• [Directions]
Switch "window" to "door" in the entries, starting with the very first line and going on through the line with "column 26, row 25". Give back only those lines, with everything else left as it is.

• [Stored records]
##########
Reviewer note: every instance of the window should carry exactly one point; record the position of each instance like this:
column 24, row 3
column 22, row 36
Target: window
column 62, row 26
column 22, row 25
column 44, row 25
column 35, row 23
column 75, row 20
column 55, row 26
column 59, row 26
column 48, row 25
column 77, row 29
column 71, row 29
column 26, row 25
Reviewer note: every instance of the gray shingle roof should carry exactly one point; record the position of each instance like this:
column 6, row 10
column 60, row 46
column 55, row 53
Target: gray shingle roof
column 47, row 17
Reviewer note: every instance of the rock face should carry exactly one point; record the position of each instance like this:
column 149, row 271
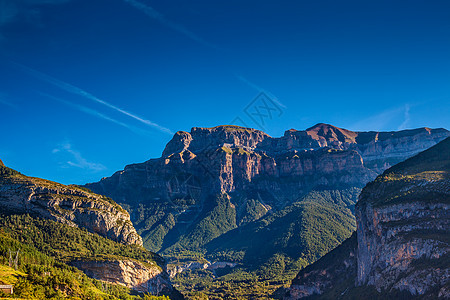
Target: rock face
column 168, row 196
column 70, row 205
column 402, row 246
column 132, row 274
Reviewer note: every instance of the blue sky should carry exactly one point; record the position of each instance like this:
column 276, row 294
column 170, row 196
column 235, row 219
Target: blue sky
column 87, row 87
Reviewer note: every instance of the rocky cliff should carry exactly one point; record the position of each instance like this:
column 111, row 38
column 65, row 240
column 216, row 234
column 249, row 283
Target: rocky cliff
column 211, row 181
column 402, row 246
column 142, row 277
column 70, row 205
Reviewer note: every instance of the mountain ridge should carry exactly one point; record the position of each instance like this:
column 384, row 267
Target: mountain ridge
column 213, row 184
column 401, row 244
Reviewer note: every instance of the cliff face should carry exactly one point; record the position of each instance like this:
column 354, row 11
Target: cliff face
column 66, row 204
column 136, row 275
column 403, row 225
column 168, row 196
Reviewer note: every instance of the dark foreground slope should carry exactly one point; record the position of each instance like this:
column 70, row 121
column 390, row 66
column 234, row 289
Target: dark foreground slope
column 401, row 249
column 53, row 228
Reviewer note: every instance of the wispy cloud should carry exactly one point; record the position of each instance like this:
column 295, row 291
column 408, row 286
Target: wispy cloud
column 94, row 113
column 154, row 14
column 80, row 92
column 76, row 159
column 407, row 118
column 5, row 101
column 259, row 89
column 12, row 10
column 386, row 120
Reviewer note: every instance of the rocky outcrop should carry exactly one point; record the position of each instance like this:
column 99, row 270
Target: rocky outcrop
column 402, row 246
column 174, row 269
column 70, row 205
column 166, row 196
column 145, row 278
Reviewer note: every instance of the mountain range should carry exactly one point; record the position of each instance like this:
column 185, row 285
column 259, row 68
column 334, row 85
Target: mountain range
column 235, row 213
column 52, row 228
column 401, row 247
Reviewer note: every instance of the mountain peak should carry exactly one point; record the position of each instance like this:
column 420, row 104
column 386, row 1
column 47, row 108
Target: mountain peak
column 331, row 133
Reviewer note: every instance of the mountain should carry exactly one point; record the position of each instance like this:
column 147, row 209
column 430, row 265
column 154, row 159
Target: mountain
column 54, row 227
column 401, row 247
column 238, row 195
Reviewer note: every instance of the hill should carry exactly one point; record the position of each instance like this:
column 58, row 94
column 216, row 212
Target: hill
column 69, row 232
column 401, row 249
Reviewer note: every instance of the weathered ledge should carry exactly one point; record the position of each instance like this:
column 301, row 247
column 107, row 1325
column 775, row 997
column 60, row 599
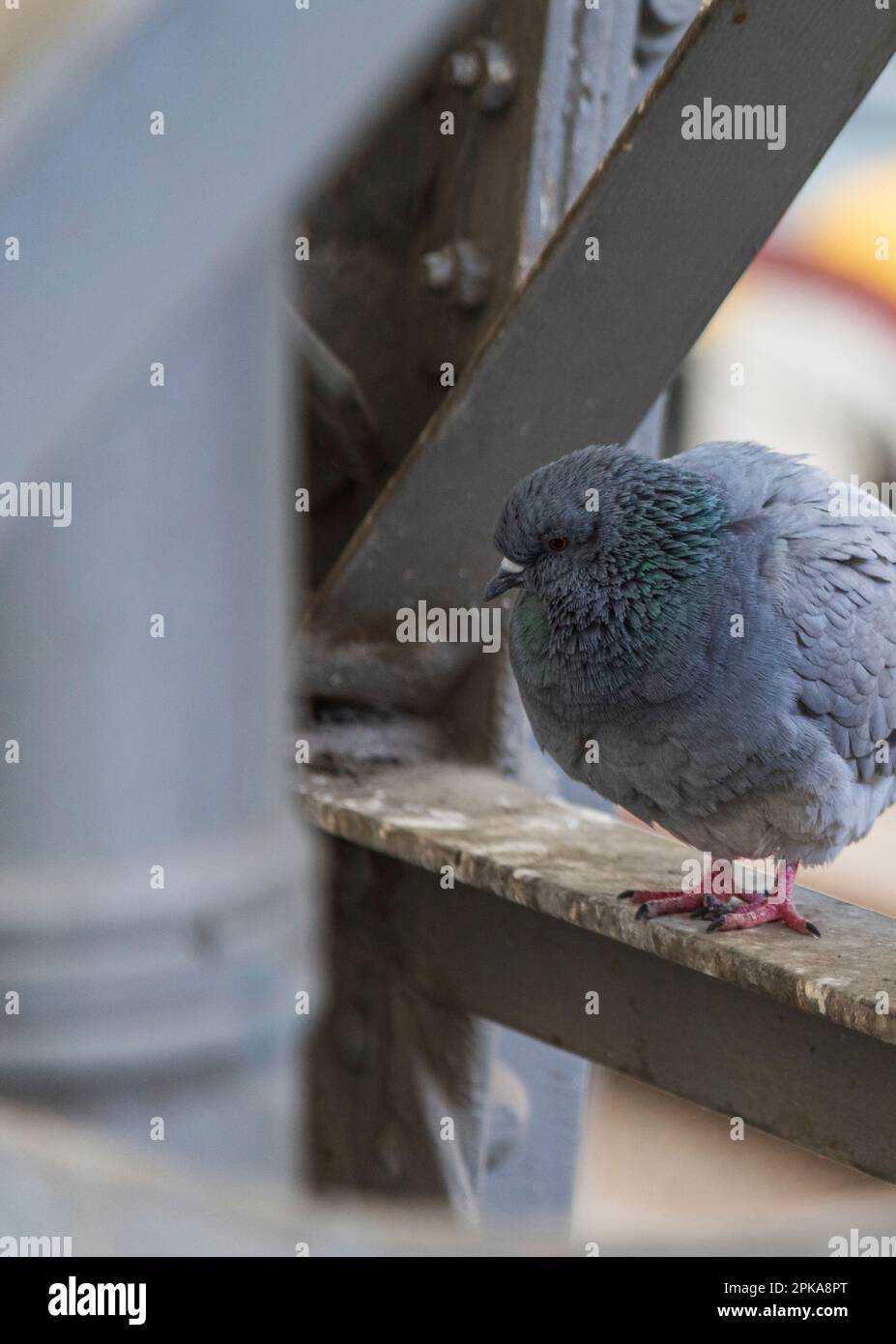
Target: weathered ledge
column 569, row 863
##########
• [Answer in full]
Reviewer note: every instance of the door should carry exactly one point; record the position of each instance like this:
column 24, row 3
column 22, row 36
Target: door
column 62, row 26
column 22, row 25
column 44, row 25
column 35, row 23
column 75, row 20
column 55, row 26
column 59, row 26
column 48, row 25
column 77, row 29
column 71, row 29
column 26, row 25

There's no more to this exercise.